Collected data entries:
━━━

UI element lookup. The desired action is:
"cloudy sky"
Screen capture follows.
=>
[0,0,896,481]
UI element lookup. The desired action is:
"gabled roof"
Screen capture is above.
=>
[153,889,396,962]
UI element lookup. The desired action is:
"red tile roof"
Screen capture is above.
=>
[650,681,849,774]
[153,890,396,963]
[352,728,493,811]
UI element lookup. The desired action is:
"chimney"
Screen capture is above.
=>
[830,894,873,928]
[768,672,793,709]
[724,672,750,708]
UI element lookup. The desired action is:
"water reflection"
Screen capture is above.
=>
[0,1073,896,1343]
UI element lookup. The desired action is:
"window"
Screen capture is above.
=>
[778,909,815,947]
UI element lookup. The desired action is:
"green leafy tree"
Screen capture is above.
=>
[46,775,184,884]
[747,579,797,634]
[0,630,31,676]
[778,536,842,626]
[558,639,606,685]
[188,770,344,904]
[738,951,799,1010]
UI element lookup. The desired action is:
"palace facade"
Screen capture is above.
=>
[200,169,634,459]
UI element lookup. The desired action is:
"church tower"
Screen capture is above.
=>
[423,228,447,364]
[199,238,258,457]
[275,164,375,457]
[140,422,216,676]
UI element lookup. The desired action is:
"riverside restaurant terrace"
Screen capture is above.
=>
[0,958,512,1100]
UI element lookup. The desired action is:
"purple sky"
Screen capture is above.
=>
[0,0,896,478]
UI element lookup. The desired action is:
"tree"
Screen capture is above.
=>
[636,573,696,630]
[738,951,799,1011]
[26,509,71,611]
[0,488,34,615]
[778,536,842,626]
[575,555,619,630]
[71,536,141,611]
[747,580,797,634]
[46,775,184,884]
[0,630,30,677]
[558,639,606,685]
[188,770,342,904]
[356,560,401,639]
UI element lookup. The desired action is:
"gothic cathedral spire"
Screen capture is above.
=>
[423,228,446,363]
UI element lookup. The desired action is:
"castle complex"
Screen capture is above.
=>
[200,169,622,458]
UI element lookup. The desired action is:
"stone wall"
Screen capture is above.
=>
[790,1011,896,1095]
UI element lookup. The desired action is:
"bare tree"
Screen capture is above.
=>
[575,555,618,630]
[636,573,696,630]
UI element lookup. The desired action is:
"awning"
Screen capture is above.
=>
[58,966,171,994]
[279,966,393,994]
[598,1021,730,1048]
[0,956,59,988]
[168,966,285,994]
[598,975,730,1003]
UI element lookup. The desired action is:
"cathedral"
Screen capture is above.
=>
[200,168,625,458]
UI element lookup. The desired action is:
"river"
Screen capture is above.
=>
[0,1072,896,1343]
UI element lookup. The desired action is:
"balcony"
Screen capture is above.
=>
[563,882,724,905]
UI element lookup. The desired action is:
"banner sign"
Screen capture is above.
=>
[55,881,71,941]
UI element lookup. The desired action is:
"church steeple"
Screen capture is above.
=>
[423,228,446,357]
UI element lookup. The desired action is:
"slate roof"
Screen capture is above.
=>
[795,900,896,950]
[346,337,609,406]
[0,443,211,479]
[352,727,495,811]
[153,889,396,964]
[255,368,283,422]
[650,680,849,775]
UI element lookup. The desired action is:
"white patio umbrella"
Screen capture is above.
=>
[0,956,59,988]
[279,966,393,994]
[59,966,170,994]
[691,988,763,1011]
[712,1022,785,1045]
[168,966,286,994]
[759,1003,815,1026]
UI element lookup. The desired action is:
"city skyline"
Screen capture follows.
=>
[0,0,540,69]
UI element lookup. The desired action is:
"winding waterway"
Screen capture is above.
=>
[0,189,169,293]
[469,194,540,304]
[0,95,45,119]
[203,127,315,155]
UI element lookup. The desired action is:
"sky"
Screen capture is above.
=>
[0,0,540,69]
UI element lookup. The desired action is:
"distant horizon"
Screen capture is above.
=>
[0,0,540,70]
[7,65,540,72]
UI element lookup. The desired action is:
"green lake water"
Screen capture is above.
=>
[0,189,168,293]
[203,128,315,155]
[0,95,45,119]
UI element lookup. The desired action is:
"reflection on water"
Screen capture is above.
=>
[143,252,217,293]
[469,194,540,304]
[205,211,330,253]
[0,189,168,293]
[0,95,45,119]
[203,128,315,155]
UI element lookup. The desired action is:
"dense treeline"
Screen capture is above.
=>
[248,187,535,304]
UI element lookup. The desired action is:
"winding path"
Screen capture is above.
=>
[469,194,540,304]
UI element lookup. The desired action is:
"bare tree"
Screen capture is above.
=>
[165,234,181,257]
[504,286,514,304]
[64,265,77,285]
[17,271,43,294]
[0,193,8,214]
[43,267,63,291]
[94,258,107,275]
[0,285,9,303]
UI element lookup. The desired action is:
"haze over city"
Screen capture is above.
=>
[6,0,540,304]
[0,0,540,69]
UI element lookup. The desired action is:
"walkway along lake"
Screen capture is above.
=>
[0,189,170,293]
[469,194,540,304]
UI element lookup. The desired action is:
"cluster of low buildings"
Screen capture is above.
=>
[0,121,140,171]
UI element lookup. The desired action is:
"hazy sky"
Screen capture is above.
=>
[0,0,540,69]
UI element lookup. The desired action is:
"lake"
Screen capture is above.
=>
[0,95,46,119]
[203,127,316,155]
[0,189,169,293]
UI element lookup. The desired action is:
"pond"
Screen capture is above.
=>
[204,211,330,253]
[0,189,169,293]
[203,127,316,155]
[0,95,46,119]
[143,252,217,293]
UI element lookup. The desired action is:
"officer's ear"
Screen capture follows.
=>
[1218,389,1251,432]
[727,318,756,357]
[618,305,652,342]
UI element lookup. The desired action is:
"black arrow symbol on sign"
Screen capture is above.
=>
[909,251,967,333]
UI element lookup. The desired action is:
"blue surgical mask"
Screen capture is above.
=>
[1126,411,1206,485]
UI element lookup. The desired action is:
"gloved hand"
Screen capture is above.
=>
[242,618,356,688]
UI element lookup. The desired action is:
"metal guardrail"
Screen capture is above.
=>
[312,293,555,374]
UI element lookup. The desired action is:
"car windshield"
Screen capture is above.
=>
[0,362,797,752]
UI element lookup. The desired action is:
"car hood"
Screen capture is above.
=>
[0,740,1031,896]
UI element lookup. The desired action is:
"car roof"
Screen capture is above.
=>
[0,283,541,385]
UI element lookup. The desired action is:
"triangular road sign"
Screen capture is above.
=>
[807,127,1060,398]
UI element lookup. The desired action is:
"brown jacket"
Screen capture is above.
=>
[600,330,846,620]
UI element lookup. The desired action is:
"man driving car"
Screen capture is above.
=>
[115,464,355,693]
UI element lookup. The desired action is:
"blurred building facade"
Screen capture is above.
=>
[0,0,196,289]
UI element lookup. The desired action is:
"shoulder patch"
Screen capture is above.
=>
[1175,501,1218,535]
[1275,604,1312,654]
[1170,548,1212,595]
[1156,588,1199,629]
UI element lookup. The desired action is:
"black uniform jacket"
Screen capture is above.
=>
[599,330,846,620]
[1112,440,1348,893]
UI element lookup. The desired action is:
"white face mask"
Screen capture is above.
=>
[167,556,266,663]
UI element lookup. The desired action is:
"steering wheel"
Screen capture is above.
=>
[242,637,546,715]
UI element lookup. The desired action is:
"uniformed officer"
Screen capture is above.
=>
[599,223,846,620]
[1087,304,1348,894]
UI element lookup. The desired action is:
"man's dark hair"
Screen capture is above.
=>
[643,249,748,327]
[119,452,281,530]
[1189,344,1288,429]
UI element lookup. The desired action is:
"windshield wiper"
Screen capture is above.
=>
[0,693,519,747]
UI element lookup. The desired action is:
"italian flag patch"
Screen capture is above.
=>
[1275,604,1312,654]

━━━

Task objective |
Copy all of the material above line for line, without changing anything.

Output of the exercise |
UI element lookup. The desired action is:
"cloudy sky"
Screen capture follows.
=>
[0,0,896,481]
UI element lookup. The desired action is:
"gabled roof"
Screen capture is above.
=>
[153,889,396,962]
UI element lookup. The desired action is:
"red tile roof"
Screen capture is above.
=>
[650,681,849,774]
[153,890,396,963]
[352,728,493,811]
UI element lookup. The desired action is:
"chimney"
Screen capture is above.
=>
[830,894,873,928]
[768,672,793,709]
[724,672,750,708]
UI element lookup. The desired action is:
"water reflection"
Screen capture is above.
=>
[0,1073,896,1343]
UI element lookup. The desired action is:
"window"
Screen capture is above.
=>
[778,909,815,947]
UI element lookup. The desired action is:
"green leafy tree"
Screen capture is above.
=>
[46,775,184,884]
[747,579,797,634]
[0,630,31,676]
[778,536,842,626]
[558,639,606,685]
[188,770,344,904]
[738,951,799,1010]
UI element lookup. The desired action is:
"palace facade"
Screen capture is above.
=>
[200,169,634,459]
UI element lookup. The desired action is:
"church tower"
Screen capture is above.
=>
[423,228,447,364]
[199,238,258,457]
[275,164,375,457]
[140,422,216,676]
UI element lookup. The desired action is:
"riverside restaurant terrace"
Screen capture is above.
=>
[0,958,512,1100]
UI element lookup. The desired action is:
"purple sky"
Screen capture is above.
=>
[0,0,896,478]
UI element lookup. The desired action is:
"tree"
Screen capture is above.
=>
[636,573,696,630]
[738,951,799,1011]
[26,509,71,611]
[0,488,34,615]
[778,536,842,626]
[575,555,619,630]
[71,536,141,611]
[747,580,797,634]
[46,775,184,884]
[0,630,30,677]
[558,639,606,685]
[188,770,342,904]
[356,560,401,639]
UI element lookup. The desired action is:
"gothic cathedral spire"
Screen capture is above.
=>
[423,228,446,363]
UI element lookup. The desired action is:
"castle complex"
Screen capture is above.
=>
[200,169,622,458]
UI element lookup. The desired action is:
"stone wall"
Screen capture is above.
=>
[790,1011,896,1095]
UI element lookup. The desired action is:
"bare tree"
Screen capture is above.
=>
[575,555,618,630]
[636,573,696,630]
UI element lookup. The desired action is:
"awning"
Screen capture is above.
=>
[58,966,171,994]
[279,966,393,994]
[598,1021,730,1048]
[0,956,59,988]
[168,966,285,994]
[598,975,730,1003]
UI element lookup. The desired action is:
"cathedral"
Screen capture is above.
=>
[200,168,625,458]
UI element lookup. The desired action is:
"river"
Screen capture is above.
=>
[0,1072,896,1343]
UI element lookup. The desired action is:
"balcony"
Screen capture is above.
=>
[563,882,724,905]
UI element lookup. The desired action is:
"banner sign"
Screen capture is above.
=>
[55,881,71,941]
UI element lookup. The desired action is:
"church steeple"
Screen capture is above.
=>
[423,228,446,357]
UI element lookup. The desired action is:
"slate roof"
Screen capture is above.
=>
[795,900,896,950]
[346,337,609,406]
[0,443,211,479]
[352,727,495,811]
[153,889,396,964]
[255,368,283,422]
[650,680,849,775]
UI element lookup. The desired action is:
"white patio umbrella"
Screen capture is above.
=>
[0,956,59,988]
[279,966,393,994]
[59,966,170,994]
[691,988,763,1011]
[712,1022,785,1045]
[168,966,286,994]
[759,1003,815,1026]
UI element lookup. The desired action is:
"city skyline"
Screen capture follows.
=>
[0,0,540,69]
UI element lookup. The desired action is:
"winding waterway"
Screen capture is above.
=>
[0,189,169,293]
[469,194,540,304]
[0,95,45,119]
[203,127,315,155]
UI element lookup. The desired action is:
"sky"
Screen capture is above.
=>
[0,0,540,69]
UI element lookup. The desired action is:
"distant horizon"
Screen capture is above.
=>
[0,0,540,70]
[7,65,540,72]
UI element lookup. The desired action is:
"green lake water"
Screen capture is above.
=>
[0,189,168,293]
[203,128,315,155]
[0,95,45,119]
UI element lookup. The desired action is:
"reflection on water"
Screen capture is above.
=>
[143,252,217,293]
[469,194,540,304]
[205,211,330,253]
[0,189,168,293]
[0,95,45,119]
[203,128,315,155]
UI element lookup. The desired action is:
"dense treeline"
Screen capture is above.
=>
[248,187,535,304]
UI element lookup. The desired action is:
"winding path"
Screen capture is above.
=>
[469,194,540,304]
UI element lookup. The desired action is:
"bare tree"
Screen capture is above.
=>
[165,234,181,257]
[504,286,514,304]
[64,265,77,285]
[17,271,43,294]
[0,193,8,214]
[43,267,63,291]
[94,258,107,275]
[0,285,9,303]
UI element lookup. The desired action is:
"haze over city"
Screen capture is above.
=>
[6,0,540,304]
[0,0,540,69]
UI element lookup. The desired action is:
"walkway along lake"
Screen capture is above.
=>
[0,189,170,293]
[469,194,540,304]
UI element lookup. The desired action is:
"cluster of low buildings"
Screen capture is above.
=>
[0,121,140,171]
UI element lookup. The desired action is:
"hazy sky"
Screen capture is above.
=>
[0,0,540,69]
UI element lookup. The desired action is:
"lake"
Screen capture is above.
=>
[0,95,46,119]
[203,127,316,155]
[0,189,169,293]
UI element lookup. The desired action is:
"pond"
Screen capture is above.
=>
[204,211,330,253]
[0,189,169,293]
[203,127,316,155]
[0,95,46,119]
[143,252,217,293]
UI element lookup. The desired action is:
"officer's ear"
Screen capture follows.
=>
[1218,389,1251,432]
[727,318,756,357]
[618,305,652,342]
UI element lookup. The desired action is:
"black arrow symbol on sign"
Screen capture is above.
=>
[909,251,967,333]
UI element lookup. The desired action is:
"blue surgical mask"
Screen capture is above.
=>
[1126,411,1206,485]
UI element lookup. The desired action is:
"gloved hand"
Screen capture is above.
=>
[242,618,356,688]
UI element lookup. The desired action is:
"metal guardrail"
Screen capture is above.
=>
[312,293,555,374]
UI element lookup. The desired action is:
"car windshield"
Screen capture is above.
=>
[0,362,797,752]
UI element lookup. The desired action is:
"car hood"
Screen capture is above.
=>
[0,740,1031,896]
UI element lookup. The desired action is:
"car roof"
Screen capture is above.
=>
[0,283,541,385]
UI element lookup. The desired action is:
"triangular road sign"
Screen capture is above.
=>
[807,127,1060,398]
UI element lookup. The desired action is:
"brown jacket"
Screen capture is above.
=>
[600,330,846,620]
UI element lookup. The desired action is:
"man driving car"
Screen capture is above.
=>
[115,464,355,693]
UI element lookup. The desired action is:
"blurred building facade"
Screen capture is above.
=>
[0,0,196,289]
UI element lookup. The desired action is:
"shoulder patch"
Screen capture is above.
=>
[1175,501,1218,535]
[1275,604,1312,654]
[1170,548,1212,595]
[1156,588,1199,629]
UI element lookup. The desired action is:
"black uniform jacket"
Screen capture is above.
=>
[599,330,846,620]
[1112,440,1348,893]
UI element lookup. The desired action is:
"white face mask"
Screen capture is above.
=>
[167,556,266,663]
UI element lookup. The desired action is:
"steering wheel"
Screen capture is above.
=>
[242,637,546,715]
UI element lookup. The desired action is:
"uniformed officer"
Screen capture is above.
=>
[599,223,846,620]
[1087,304,1348,894]
UI element lookup. The desired action is:
"man's dark hair"
Screen capture is above.
=>
[643,249,748,327]
[119,452,281,530]
[1189,344,1288,429]
UI element lookup. The desired action is:
"windshield wiper"
Screen capture is above.
=>
[0,693,519,747]
UI element lookup. The desired action is:
"italian flag patch"
Screen capture is above.
=>
[1275,604,1312,654]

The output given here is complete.